| Problem |
Render the listing below as a JSON array of strings with one string per line, leaving out any blank lines.

| Records provided |
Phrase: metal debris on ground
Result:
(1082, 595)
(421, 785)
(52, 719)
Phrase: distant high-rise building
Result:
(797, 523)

| Output for this task |
[
  "Phrase: metal debris on ground",
  "Result:",
  "(1082, 595)",
  "(421, 785)",
  "(52, 719)",
  "Phrase: distant high-rise building",
  "Result:",
  "(797, 523)"
]